# Text for analysis
:::
The Welsh-born artist Richard Wilson initially trained as a portraitist and took to painting landscapes before setting off for Italy in 1750. His seven-year sojourn there started in Venice and lead ultimately to Rome and Naples, where he became familiar with the work of Poussin, Claude, Rosa and Jan Frans van Bloemen. Wilson's connections in Italy and his aptitude for the Classics made him an ideal tutor to the Grand Tourists, who would become his most important patrons.

The Torre delle Grotte is probably situated on the coast of Fusaro, south of Salerno. This remarkable site is distinguished by its outcrop of rock with natural caves topped by a ruined fort. The present painting, lacking in any overt reference to antiquity, stands apart in Wilson's oeuvre. The focus here is on the romantic, picturesque qualities of the landscape, as studied from life en plein air, much like his superb Tivoli, the Temple of Maecenas (Constable, pl. 119a). A drawing of this view contained in a sketchbook from 1752, now at the Victoria and Albert Museum (op cit., pl. 78b), provides the date for this work.

Wilson painted this view on two other occasions: a signed canvas in the Mrs. L'Estrange Malone collection, Scampston, York (17 x 27½ in.), considered by Waterhouse and Constable to be the finest variant; and another unsigned picture in the collection of Sir John Molesworth-St. Aubyn, Bt., Pencarrow (21 x 29 in.).
:::
# Records
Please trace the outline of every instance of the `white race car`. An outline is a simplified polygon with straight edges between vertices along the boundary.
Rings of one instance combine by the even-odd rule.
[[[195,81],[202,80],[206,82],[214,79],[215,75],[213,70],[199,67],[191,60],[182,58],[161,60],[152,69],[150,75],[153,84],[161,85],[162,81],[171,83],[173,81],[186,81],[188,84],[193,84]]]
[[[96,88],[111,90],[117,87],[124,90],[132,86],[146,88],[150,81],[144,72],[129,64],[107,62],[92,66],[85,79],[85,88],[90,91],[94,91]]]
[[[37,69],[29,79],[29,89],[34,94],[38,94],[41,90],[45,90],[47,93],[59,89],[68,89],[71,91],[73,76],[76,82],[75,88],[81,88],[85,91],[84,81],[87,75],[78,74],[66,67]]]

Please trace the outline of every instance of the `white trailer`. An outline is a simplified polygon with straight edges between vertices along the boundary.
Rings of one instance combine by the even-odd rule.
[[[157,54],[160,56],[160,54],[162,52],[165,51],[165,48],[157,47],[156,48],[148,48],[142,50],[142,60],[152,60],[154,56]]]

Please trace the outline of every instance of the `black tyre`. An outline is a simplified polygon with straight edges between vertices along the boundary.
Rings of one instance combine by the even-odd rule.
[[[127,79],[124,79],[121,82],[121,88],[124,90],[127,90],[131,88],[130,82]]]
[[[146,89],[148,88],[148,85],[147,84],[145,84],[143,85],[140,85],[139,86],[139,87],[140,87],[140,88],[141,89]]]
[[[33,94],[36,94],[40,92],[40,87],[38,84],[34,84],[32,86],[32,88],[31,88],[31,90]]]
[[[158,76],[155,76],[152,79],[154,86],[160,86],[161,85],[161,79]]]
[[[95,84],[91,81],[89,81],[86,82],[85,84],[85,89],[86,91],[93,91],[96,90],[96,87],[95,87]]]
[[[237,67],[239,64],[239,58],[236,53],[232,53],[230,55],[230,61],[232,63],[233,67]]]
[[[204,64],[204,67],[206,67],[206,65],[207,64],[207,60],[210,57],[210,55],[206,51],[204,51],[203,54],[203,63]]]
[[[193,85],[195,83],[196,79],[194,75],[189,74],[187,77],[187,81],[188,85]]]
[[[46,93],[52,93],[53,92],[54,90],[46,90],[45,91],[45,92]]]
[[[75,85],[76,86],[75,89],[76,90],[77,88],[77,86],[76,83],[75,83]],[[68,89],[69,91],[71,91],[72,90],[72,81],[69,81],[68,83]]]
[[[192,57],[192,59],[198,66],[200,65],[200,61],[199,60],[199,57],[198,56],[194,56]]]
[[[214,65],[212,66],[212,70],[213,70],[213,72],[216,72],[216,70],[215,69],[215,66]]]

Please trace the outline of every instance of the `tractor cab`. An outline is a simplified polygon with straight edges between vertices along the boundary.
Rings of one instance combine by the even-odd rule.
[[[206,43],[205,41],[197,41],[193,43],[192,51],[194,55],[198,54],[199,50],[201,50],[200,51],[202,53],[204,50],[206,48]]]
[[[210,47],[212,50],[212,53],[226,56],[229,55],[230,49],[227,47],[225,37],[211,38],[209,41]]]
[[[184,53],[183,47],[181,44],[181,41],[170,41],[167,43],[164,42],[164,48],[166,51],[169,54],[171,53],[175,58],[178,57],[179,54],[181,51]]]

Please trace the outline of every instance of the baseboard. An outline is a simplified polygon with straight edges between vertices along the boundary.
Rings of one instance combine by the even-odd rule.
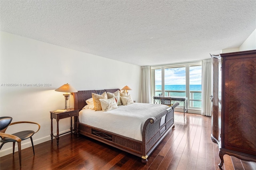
:::
# Activity
According to the text about Richard Wilson's painting, what supplies the date for the work? The items come from a separate source, not from the text about Richard Wilson's painting.

# Expected answer
A drawing of the view in a 1752 sketchbook, now at the Victoria and Albert Museum.